Will you give the material below again, every line exactly as it is?

——

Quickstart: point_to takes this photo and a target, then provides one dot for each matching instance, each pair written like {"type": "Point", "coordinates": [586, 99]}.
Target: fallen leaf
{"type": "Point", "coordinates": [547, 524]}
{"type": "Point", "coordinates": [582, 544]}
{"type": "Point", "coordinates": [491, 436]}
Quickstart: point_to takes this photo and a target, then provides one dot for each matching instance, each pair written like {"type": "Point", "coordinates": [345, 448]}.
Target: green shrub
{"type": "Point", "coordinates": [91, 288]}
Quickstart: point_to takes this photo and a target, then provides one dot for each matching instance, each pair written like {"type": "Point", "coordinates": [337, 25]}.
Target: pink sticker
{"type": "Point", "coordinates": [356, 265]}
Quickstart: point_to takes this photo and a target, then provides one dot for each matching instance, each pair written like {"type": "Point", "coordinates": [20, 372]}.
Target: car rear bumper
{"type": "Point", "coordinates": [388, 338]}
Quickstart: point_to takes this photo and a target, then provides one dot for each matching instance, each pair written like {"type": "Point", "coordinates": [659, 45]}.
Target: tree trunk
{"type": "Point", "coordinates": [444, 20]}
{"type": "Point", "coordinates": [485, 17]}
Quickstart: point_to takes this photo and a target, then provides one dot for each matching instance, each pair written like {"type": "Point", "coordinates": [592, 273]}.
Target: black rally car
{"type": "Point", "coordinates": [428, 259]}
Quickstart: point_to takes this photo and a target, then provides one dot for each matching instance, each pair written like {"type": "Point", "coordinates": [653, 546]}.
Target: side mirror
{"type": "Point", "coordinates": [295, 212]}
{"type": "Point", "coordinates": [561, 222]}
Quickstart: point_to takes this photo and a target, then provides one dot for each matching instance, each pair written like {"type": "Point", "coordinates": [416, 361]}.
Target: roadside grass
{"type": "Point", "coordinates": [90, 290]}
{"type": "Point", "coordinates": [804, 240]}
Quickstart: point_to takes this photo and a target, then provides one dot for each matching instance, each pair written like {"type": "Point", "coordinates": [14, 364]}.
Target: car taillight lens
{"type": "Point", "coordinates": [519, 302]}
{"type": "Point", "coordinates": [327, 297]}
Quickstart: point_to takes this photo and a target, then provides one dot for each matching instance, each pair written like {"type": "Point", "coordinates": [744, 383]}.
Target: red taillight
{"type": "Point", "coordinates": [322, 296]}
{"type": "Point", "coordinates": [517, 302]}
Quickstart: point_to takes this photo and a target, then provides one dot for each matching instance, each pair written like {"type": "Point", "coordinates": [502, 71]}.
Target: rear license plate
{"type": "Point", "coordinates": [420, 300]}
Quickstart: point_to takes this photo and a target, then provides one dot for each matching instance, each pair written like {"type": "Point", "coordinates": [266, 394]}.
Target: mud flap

——

Answer to the problem:
Quickstart: point_to takes this photo and a target, then provides one dot for each matching instance, each pair written like {"type": "Point", "coordinates": [586, 99]}.
Target: fallen leaf
{"type": "Point", "coordinates": [547, 524]}
{"type": "Point", "coordinates": [582, 544]}
{"type": "Point", "coordinates": [491, 436]}
Quickstart: point_to takes this photo and a target, then provides one dot for each matching instance, each pair written like {"type": "Point", "coordinates": [345, 448]}.
Target: green shrub
{"type": "Point", "coordinates": [91, 288]}
Quickstart: point_to takes this photo and a target, then provides one dot for each matching instance, each pair written like {"type": "Point", "coordinates": [337, 25]}.
Target: pink sticker
{"type": "Point", "coordinates": [356, 265]}
Quickstart: point_to takes this photo and a target, then provides one dot for each matching instance, each pair written like {"type": "Point", "coordinates": [20, 372]}.
Target: car rear bumper
{"type": "Point", "coordinates": [388, 338]}
Quickstart: point_to takes this photo and a target, then provides one dot for each matching instance, each pair written like {"type": "Point", "coordinates": [659, 45]}.
Target: tree trunk
{"type": "Point", "coordinates": [444, 20]}
{"type": "Point", "coordinates": [485, 17]}
Quickstart: point_to takes this photo and a target, then provides one dot for each matching instance, each pair written like {"type": "Point", "coordinates": [592, 273]}.
Target: black rally car
{"type": "Point", "coordinates": [428, 259]}
Quickstart: point_to takes this photo and a target, then provides one dot for each matching instance, each pair written like {"type": "Point", "coordinates": [653, 546]}.
Target: side mirror
{"type": "Point", "coordinates": [295, 212]}
{"type": "Point", "coordinates": [561, 222]}
Quickstart: point_to takes this photo and a target, then provides one dot for each matching instance, each pair written like {"type": "Point", "coordinates": [416, 361]}.
Target: roadside grass
{"type": "Point", "coordinates": [90, 290]}
{"type": "Point", "coordinates": [804, 240]}
Quickstart: point_to takes this photo and a target, then provides one dot for each matching instance, each pair written like {"type": "Point", "coordinates": [14, 364]}.
Target: car taillight lens
{"type": "Point", "coordinates": [519, 302]}
{"type": "Point", "coordinates": [327, 297]}
Quickstart: point_to takes this photo and a target, then provides one dot for each matching instance, each pair written like {"type": "Point", "coordinates": [744, 383]}.
Target: red taillight
{"type": "Point", "coordinates": [322, 296]}
{"type": "Point", "coordinates": [517, 302]}
Quickstart: point_to takes this photo and a target, then provides one dot for each matching instance, each pair written like {"type": "Point", "coordinates": [502, 71]}.
Target: rear license plate
{"type": "Point", "coordinates": [420, 300]}
Quickstart: point_to takes this photo and a target, then provides one dot for each matching instance, each pair written like {"type": "Point", "coordinates": [266, 394]}.
Target: mud flap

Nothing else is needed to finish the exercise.